In “Small Car Small Heart,” I was like, “it'd be kind of fun to have a car noise in that one” when I came into the studio, because I go into every studio session with the songs completely written because I'm not trying to spend money to write my own song. So that was a choice that I made when we started that song. But with “Breathe Underwater,” we were in my producer's home studio, and he took a hit from his bong. And I was like, “Hey Brandon, what if we cut that up and put it in the song?” And we did. We went through the song, and I was like, “Put this part of the hit here, cut out the toke inwards, put that there, take the lighter flick, put it here, take the breath in, take the sound of the green burning, put it there.” This is the most intentioned way I've done this in a song. I wanted to influence the way the listener breathes while listening to the song. So, by incorporating these sounds, if you are a smoker and you smoke out of a bong, your brain recognizes where you're at in that process. The beginning of the song, it's that one breath looped inwards so that you don't feel like you can physically breathe out, take a breath, until the end. I really wanted to control the way breath was experienced in this song because it’s about feeling like you're suffocating.

I want to talk about “Oh God.” It's inspired by a poem you wrote in eighth grade and the lyrics in the second verse, “I only find dead ends, like dead ends of my hair, lifeless and uneven” are directly from it. When you were thinking of that song, was there a conscious decision to look back at that specific poem?

I opened the poem (titled “I”) in Google Docs and was like, “I want a fifth song.” And then I read the poem, and copy and pasted some of my favorite lines that I wrote from that. And I put it in where I type up all my lyrics and wrote from there.

Input data:
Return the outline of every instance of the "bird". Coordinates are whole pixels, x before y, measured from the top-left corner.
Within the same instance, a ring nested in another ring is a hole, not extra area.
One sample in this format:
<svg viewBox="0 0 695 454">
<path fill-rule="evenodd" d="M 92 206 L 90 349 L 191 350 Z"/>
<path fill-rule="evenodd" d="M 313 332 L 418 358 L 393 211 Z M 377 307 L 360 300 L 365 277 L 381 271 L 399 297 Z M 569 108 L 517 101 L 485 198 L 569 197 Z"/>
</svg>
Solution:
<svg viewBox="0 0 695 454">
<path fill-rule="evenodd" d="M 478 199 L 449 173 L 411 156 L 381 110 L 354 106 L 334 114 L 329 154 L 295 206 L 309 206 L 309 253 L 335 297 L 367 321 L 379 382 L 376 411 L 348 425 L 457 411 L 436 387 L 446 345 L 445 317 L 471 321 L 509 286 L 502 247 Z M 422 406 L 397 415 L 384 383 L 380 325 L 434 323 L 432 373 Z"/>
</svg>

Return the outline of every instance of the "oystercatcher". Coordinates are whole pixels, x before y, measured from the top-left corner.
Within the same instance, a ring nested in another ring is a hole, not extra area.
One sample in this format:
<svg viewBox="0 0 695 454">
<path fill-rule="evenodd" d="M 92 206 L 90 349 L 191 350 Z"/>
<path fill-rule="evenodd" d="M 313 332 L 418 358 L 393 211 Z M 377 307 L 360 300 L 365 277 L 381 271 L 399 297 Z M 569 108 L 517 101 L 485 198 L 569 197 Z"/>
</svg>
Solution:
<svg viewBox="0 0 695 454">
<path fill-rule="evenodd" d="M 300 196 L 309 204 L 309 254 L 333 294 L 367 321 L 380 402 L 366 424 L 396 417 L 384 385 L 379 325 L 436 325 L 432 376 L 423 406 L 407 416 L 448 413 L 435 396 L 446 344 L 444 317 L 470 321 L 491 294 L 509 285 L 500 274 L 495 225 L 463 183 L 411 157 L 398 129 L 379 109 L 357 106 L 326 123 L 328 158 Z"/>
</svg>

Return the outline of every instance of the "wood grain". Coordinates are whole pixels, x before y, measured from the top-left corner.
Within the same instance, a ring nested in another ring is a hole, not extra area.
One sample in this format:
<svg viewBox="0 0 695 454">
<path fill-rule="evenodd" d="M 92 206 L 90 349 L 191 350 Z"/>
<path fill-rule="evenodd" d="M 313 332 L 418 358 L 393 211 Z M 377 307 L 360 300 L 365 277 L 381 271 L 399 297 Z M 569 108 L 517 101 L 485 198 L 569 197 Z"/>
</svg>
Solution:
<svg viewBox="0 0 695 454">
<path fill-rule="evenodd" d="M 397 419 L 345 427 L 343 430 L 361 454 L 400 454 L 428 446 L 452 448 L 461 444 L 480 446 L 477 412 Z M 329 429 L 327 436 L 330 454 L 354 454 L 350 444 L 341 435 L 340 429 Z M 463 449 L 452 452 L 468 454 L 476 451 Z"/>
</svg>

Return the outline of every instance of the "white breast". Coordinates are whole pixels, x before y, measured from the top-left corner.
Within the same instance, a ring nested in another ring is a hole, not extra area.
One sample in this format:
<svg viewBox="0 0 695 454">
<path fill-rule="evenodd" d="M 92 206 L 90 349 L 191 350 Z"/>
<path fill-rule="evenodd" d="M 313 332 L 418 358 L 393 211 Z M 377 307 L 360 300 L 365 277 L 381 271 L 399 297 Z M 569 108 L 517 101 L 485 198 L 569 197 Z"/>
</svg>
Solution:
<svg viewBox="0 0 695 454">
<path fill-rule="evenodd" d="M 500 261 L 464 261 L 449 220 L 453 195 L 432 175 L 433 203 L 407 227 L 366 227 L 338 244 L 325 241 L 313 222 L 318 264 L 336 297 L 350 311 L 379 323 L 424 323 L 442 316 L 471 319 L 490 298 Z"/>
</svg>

Directions:
1) List the titles of the songs named in the interview passage.
2) Repeat everything in the interview passage from "I want to talk" down to "wrote from there.".

Answers:
1)
- Small Car Small Heart
- Breathe Underwater
- Oh God

2)
I want to talk about “Oh God.” It's inspired by a poem you wrote in eighth grade and the lyrics in the second verse, “I only find dead ends, like dead ends of my hair, lifeless and uneven” are directly from it. When you were thinking of that song, was there a conscious decision to look back at that specific poem?

I opened the poem (titled “I”) in Google Docs and was like, “I want a fifth song.” And then I read the poem, and copy and pasted some of my favorite lines that I wrote from that. And I put it in where I type up all my lyrics and wrote from there.